• Try it: Word for word, reproduce every record in the listing below.
++++++++++
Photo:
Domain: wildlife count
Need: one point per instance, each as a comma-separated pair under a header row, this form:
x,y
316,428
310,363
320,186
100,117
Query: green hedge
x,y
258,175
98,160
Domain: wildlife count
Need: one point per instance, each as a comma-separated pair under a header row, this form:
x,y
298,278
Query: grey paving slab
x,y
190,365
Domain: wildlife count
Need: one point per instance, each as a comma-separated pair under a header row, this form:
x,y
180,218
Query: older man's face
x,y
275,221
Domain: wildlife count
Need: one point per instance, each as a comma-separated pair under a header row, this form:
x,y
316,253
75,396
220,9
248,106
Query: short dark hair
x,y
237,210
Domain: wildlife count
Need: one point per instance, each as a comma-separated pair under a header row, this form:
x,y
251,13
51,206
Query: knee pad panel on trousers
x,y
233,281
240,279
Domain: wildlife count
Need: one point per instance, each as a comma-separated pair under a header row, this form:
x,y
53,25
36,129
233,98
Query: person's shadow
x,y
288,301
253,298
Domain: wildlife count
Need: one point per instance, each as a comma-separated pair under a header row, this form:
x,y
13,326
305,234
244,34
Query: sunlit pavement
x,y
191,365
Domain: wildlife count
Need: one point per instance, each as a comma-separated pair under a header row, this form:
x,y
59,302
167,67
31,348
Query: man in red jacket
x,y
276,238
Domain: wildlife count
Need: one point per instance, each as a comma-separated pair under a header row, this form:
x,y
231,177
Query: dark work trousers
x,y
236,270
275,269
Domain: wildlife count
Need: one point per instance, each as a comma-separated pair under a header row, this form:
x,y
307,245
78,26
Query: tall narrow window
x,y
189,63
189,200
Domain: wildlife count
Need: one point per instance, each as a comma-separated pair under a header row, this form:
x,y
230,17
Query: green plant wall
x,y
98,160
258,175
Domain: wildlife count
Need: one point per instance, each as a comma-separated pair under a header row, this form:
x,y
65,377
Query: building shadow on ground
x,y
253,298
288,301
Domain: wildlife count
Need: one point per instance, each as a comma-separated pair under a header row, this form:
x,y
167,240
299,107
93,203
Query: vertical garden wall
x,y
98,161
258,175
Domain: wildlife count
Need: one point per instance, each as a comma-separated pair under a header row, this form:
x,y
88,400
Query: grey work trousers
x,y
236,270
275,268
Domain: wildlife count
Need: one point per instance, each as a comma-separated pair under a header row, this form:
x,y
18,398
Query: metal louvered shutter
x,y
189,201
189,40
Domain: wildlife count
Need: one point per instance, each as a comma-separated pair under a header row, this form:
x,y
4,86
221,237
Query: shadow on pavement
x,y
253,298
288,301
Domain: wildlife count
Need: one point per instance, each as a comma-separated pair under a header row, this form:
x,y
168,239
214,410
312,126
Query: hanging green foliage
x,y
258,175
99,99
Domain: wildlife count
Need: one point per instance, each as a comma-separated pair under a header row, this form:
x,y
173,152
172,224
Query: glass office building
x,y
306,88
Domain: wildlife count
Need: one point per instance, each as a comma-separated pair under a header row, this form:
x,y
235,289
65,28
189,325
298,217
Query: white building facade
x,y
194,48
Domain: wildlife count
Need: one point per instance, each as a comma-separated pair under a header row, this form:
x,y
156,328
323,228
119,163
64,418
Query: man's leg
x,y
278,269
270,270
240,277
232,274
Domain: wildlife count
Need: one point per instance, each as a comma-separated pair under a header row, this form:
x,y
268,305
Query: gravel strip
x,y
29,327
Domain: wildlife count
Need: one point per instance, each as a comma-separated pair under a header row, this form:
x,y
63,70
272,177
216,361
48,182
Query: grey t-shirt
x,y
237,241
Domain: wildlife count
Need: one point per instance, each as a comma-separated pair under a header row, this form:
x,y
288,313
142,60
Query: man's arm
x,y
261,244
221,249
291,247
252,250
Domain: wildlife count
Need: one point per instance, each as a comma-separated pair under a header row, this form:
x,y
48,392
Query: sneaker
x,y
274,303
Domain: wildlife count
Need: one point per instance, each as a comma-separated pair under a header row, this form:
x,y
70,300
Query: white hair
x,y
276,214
++++++++++
• Response:
Photo:
Domain: wildlife count
Need: one point per instance, each as a comma-separated pair under a header row, this form:
x,y
316,428
310,363
320,186
100,117
Query: green hedge
x,y
258,175
98,160
Domain: wildlife count
Need: one point per instance, each as a comma-separated pair under a header row, this form:
x,y
298,278
Query: grey paving slab
x,y
190,365
Domain: wildlife count
Need: one point per instance, each as a comma-separated pair under a header row, this form:
x,y
180,218
Query: older man's face
x,y
275,221
Domain: wildlife count
Need: one point per instance, each as a comma-separated pair under a header row, this form:
x,y
316,253
75,396
220,9
248,106
Query: short dark hair
x,y
237,210
Domain: wildlife count
Need: one point per instance, each as a comma-separated pair under a header row, this form:
x,y
251,13
51,206
Query: knee pad panel on trousers
x,y
233,281
240,279
Domain: wildlife count
Need: one point per instance, each as a comma-separated pair under a header row, this form:
x,y
53,25
36,129
233,98
Query: person's shadow
x,y
288,301
253,298
Domain: wildlife count
Need: one point per instance, each as a comma-separated pair under a header row, this form:
x,y
13,326
305,234
244,34
Query: sunlit pavement
x,y
191,365
Domain: wildlife count
Need: one point per instance, each as a comma-separated pair under a header row, this form:
x,y
59,302
167,67
31,348
Query: man in red jacket
x,y
276,238
Domain: wildlife count
Need: one point per instance, each as a comma-separated pair under a header row, this form:
x,y
231,177
Query: dark work trousers
x,y
236,270
275,269
Domain: wildlife count
Need: one point per instance, each as a comma-separated pair under a header row, this form:
x,y
307,245
78,26
Query: tall narrow window
x,y
189,63
189,200
Domain: wildlife count
Need: one point per instance, each as a comma-separated pair under a header row, this form:
x,y
230,17
Query: green plant wall
x,y
98,160
258,175
Domain: wildlife count
Need: one point per instance, each as a comma-separated pair under a header row, this form:
x,y
65,377
Query: building shadow on ground
x,y
253,298
288,301
Domain: wildlife count
Need: one point per instance, each as a comma-separated pair under a header row, this form:
x,y
167,240
299,107
93,203
Query: vertical garden wall
x,y
98,161
258,175
Domain: wildlife count
Need: one point per instance, each as a comma-separated pair under a header row, this form:
x,y
88,400
Query: grey work trousers
x,y
236,270
275,268
Domain: wildlife count
Need: one point per instance, each as a comma-separated pair under a header row, this form:
x,y
18,398
Query: metal louvered shutter
x,y
189,201
189,40
Domain: wildlife count
Need: one point per instance, each as a comma-separated pair under a header row, this form:
x,y
4,86
221,237
Query: shadow on pavement
x,y
253,298
288,301
Domain: wildlife count
Need: one point per instance, each as a comma-separated pair under a header row, this form:
x,y
168,239
214,410
312,126
Query: hanging green foliage
x,y
258,175
99,99
Domain: wildlife count
Need: one point per instance, each as a comma-separated pair under a header row, this form:
x,y
173,152
172,224
Query: glass office building
x,y
306,88
Domain: wildlife count
Need: one point per instance, each as a comma-separated pair under a header row, this form:
x,y
235,289
65,28
189,325
298,217
Query: white building facade
x,y
194,48
Domain: wildlife count
Need: one point per instance, each as a comma-separated pair under a header row, this form:
x,y
156,328
323,228
119,163
64,418
Query: man's leg
x,y
278,269
270,270
240,277
232,274
Domain: wildlife count
Need: one point per instance, each as a comma-separated pair under a header row, this form:
x,y
268,305
Query: gravel strip
x,y
29,327
Domain: wildlife count
Need: one point per instance, each as a comma-separated pair under a header row, this form:
x,y
63,70
272,177
216,361
48,182
Query: grey t-shirt
x,y
237,241
Domain: wildlife count
Need: one point per instance, each as a comma-separated pair under a header row, this form:
x,y
288,313
142,60
Query: man's arm
x,y
261,244
221,249
291,247
252,250
Domain: wildlife count
Need: one point per instance, each as a comma-separated pair under a header row, this form:
x,y
48,392
Query: sneaker
x,y
274,303
Domain: wildlife count
Need: one point per instance, each as a comma-separated pair under a header row, this form:
x,y
70,300
Query: white hair
x,y
276,214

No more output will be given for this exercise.